> **Task statement**
Which lines in the items below contain the string "snorkel"? Select and copy each of them.

> **Records for this task**
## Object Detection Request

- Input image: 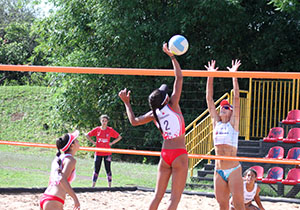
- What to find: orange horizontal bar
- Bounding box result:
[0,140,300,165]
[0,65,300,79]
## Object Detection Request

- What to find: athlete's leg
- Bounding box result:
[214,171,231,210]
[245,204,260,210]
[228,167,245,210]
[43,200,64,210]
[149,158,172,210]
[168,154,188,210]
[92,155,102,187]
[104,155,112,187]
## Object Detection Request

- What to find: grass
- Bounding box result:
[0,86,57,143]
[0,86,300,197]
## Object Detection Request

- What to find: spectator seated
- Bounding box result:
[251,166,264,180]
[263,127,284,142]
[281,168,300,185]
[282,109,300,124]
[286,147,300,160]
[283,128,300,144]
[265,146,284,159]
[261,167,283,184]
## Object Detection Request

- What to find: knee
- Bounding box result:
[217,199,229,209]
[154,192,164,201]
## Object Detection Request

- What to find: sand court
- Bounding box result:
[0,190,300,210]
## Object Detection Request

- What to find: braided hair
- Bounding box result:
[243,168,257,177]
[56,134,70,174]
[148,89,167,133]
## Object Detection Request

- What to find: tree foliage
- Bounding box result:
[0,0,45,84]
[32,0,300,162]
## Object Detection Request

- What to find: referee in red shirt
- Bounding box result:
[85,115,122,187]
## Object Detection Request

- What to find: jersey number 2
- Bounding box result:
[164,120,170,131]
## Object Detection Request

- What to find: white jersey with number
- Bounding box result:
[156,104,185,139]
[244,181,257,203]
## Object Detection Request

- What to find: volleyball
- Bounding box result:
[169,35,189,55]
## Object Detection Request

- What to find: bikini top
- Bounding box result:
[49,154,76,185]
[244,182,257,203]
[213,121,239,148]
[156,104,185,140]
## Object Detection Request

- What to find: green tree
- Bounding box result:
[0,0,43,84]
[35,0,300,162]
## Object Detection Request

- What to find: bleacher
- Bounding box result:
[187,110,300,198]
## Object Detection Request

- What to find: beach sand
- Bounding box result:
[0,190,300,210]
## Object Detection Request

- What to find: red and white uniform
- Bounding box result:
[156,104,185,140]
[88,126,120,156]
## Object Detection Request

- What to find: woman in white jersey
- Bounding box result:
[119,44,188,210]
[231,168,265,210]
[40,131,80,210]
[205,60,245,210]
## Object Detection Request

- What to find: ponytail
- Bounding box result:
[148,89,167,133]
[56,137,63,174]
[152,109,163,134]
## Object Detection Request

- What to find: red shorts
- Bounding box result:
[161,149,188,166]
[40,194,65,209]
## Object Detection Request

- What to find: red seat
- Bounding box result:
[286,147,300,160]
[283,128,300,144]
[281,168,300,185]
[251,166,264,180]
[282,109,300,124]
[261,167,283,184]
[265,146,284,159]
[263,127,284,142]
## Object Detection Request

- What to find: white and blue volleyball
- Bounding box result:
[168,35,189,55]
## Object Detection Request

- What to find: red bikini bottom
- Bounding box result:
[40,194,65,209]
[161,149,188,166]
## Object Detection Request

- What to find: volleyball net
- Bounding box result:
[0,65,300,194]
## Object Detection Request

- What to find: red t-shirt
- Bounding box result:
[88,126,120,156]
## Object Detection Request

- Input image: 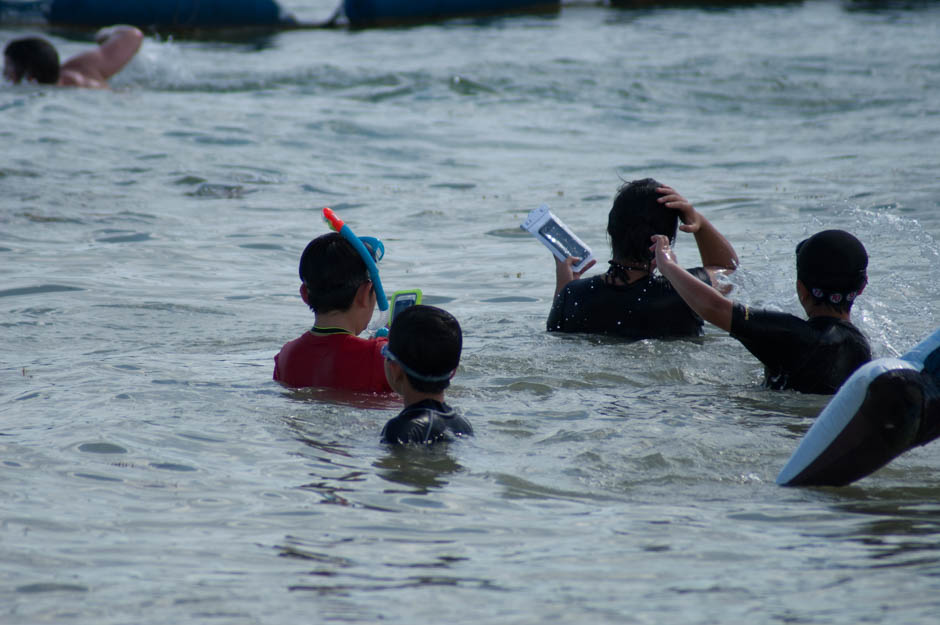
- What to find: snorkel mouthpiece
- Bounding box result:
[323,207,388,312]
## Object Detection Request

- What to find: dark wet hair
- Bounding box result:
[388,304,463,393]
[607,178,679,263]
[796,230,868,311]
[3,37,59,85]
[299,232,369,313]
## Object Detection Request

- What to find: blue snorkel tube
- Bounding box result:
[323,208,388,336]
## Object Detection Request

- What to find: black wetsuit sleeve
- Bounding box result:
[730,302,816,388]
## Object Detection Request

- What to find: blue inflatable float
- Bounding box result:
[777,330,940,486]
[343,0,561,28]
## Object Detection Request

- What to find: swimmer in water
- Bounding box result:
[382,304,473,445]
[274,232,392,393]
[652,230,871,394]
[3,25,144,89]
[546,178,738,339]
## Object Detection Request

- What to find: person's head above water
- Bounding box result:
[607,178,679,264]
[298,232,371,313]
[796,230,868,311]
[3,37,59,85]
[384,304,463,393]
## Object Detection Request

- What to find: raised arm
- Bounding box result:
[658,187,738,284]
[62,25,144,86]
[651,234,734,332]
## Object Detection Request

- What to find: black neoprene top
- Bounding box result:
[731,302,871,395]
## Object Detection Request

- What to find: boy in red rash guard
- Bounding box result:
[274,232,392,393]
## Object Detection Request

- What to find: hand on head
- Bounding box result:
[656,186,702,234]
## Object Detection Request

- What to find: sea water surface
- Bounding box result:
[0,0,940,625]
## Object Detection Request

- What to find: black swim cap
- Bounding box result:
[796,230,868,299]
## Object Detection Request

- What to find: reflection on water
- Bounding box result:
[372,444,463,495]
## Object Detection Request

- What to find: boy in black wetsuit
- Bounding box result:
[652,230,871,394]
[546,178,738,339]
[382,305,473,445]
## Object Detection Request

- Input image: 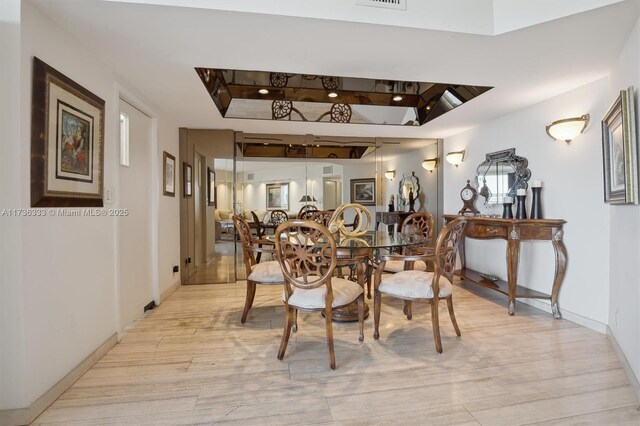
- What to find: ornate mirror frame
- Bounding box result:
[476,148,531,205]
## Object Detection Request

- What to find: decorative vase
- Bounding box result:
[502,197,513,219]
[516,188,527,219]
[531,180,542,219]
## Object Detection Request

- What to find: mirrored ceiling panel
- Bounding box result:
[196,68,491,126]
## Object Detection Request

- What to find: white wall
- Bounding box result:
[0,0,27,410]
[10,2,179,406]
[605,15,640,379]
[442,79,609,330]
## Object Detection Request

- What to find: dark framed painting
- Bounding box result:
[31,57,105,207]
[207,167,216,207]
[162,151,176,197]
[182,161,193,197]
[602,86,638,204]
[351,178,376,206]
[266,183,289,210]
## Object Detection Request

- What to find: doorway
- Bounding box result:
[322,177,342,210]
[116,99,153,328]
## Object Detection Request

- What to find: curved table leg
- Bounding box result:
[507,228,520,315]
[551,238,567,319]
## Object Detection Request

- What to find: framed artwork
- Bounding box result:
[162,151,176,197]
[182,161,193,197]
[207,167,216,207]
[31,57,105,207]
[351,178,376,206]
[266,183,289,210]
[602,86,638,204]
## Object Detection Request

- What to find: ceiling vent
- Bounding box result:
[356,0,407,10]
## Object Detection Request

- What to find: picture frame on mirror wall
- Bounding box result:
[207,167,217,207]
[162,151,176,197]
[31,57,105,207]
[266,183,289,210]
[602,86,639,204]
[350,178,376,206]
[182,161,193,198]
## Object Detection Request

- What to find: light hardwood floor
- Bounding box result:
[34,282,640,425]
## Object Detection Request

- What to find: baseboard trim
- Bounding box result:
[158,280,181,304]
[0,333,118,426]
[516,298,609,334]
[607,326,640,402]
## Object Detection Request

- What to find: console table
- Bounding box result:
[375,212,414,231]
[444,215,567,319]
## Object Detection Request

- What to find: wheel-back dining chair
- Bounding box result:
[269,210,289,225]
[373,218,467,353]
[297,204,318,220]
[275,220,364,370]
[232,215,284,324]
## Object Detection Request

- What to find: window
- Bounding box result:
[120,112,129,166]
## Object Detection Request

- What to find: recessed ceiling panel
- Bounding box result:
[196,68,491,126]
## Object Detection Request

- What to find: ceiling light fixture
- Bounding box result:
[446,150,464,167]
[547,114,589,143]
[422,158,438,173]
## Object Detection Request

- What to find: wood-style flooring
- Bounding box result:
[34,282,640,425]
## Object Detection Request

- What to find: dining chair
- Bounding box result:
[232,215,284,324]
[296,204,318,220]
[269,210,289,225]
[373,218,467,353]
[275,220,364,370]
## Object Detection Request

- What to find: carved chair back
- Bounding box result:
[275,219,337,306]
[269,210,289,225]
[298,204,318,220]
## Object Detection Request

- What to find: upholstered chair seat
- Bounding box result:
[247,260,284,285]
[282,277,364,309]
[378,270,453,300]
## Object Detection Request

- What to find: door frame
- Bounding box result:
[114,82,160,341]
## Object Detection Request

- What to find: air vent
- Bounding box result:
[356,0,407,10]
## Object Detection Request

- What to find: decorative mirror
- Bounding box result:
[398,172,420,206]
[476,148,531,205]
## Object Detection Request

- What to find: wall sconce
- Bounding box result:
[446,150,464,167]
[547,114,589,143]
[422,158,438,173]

==

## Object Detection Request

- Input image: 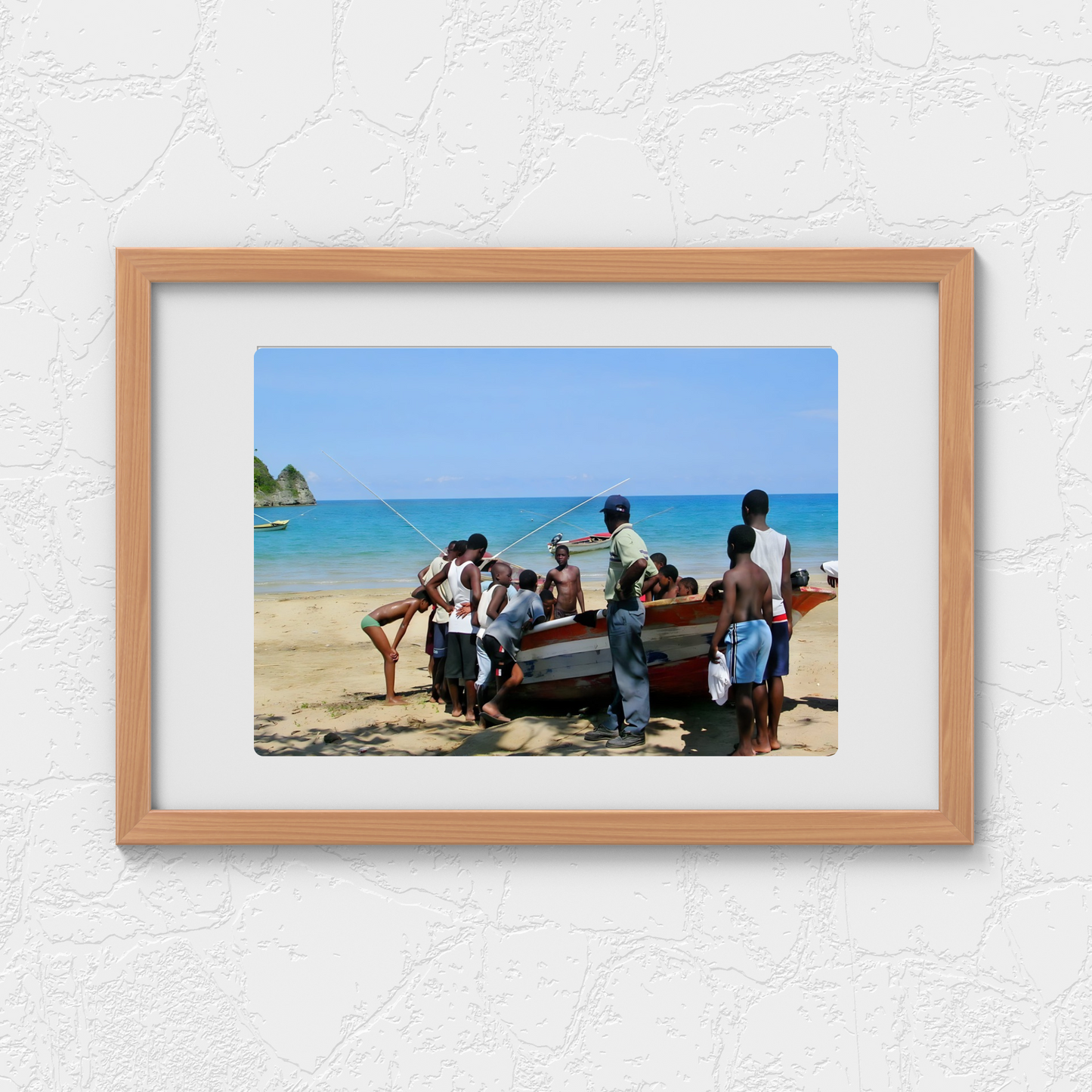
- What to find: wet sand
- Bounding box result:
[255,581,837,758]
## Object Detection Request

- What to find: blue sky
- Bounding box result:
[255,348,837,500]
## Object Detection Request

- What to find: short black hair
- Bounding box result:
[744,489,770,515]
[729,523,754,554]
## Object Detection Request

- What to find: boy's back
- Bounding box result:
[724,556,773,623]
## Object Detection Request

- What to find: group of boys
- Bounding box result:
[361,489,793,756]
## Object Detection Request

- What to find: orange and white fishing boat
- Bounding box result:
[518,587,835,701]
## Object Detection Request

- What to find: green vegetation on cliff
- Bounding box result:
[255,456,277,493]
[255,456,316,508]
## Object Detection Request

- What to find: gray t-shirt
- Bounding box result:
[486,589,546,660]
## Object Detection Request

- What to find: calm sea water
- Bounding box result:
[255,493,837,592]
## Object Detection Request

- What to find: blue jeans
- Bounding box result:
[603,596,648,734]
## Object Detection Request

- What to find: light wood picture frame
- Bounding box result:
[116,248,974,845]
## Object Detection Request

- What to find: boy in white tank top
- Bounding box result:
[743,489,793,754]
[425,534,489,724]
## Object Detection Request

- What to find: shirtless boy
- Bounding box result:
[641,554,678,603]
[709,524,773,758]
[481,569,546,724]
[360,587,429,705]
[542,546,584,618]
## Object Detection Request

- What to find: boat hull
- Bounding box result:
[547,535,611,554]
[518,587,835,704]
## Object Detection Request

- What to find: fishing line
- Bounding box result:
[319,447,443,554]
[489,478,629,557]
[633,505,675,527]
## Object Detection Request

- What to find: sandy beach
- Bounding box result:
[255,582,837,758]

> **Written answer**
- What to find: snorkel mouthpiece
- What to find: blue snorkel tube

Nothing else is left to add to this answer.